EXERCISE OBJECTIVE
Rewrite as a numbered list the lines below that start with the one containing "of the signal" and run to the last line, including both. Leave out any blank lines.

[BEGIN INFORMATION SUPPLIED]

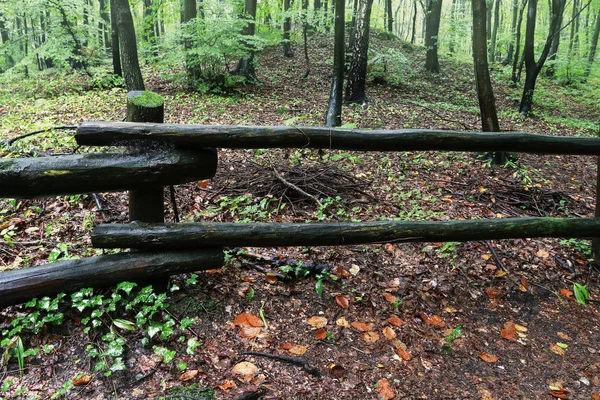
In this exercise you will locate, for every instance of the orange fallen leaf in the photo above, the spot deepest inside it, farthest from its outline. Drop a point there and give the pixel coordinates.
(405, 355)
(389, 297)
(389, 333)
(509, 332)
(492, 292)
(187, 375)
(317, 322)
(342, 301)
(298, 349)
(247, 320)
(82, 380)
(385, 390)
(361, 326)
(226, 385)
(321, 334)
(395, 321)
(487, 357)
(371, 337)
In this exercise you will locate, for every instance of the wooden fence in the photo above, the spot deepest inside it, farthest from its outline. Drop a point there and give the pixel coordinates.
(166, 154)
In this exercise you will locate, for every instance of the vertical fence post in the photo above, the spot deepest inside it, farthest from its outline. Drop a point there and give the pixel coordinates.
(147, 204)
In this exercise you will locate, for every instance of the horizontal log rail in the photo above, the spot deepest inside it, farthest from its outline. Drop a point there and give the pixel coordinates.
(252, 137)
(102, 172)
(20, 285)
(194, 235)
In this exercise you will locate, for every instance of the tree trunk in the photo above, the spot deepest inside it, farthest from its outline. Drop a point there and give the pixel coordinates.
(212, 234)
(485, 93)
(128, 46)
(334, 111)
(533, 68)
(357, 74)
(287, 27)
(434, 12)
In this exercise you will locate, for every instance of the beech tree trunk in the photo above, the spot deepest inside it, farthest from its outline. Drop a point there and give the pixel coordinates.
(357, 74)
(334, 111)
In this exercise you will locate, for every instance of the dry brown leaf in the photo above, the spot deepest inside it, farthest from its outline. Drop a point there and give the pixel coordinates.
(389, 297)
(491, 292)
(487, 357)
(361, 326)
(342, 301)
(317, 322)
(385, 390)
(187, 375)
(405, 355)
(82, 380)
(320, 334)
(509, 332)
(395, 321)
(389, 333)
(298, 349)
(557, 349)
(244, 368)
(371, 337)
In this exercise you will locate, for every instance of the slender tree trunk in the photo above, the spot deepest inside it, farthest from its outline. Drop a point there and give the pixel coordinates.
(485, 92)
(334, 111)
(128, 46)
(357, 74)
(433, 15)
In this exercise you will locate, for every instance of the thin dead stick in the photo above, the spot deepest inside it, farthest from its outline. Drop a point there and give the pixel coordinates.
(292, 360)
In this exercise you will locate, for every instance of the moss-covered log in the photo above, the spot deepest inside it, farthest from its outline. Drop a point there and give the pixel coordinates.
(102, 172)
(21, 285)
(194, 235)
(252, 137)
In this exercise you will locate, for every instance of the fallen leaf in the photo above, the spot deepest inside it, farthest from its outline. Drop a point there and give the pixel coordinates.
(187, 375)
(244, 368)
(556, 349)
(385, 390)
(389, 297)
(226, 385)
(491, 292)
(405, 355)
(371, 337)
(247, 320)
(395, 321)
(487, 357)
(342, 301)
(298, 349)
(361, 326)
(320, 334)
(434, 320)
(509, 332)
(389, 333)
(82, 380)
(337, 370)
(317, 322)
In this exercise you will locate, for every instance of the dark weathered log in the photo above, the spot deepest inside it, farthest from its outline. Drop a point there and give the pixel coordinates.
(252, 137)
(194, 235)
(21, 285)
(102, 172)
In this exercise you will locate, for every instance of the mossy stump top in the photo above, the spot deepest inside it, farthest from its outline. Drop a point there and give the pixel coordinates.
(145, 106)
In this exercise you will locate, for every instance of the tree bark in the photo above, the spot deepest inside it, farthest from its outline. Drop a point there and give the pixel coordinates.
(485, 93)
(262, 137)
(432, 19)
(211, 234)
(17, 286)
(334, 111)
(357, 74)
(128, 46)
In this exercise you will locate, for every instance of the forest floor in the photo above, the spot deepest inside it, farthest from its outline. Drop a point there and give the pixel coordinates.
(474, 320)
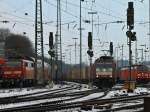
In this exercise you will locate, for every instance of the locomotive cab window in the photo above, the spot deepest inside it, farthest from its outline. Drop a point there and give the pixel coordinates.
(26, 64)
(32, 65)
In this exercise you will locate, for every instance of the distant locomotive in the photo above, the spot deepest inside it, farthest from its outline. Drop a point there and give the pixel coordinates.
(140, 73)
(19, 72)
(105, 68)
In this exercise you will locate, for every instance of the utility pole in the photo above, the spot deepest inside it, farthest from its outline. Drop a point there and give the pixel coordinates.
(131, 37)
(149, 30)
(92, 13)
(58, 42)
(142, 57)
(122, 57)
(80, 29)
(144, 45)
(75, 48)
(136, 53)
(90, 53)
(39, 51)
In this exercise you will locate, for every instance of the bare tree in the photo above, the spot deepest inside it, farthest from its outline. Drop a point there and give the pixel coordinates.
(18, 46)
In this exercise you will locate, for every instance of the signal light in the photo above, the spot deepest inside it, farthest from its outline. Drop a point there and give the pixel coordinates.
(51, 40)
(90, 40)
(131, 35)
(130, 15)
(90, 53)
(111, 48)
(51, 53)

[END INFORMATION SUPPLIED]

EXERCISE OUTPUT
1. In this exercise you will locate, for every instance of the signal light in the photo above, the spot deepest inside it, farthest from its outline. Drop a point there and give the pixel coordinates.
2. (51, 40)
3. (90, 40)
4. (131, 35)
5. (130, 15)
6. (90, 53)
7. (111, 48)
8. (51, 53)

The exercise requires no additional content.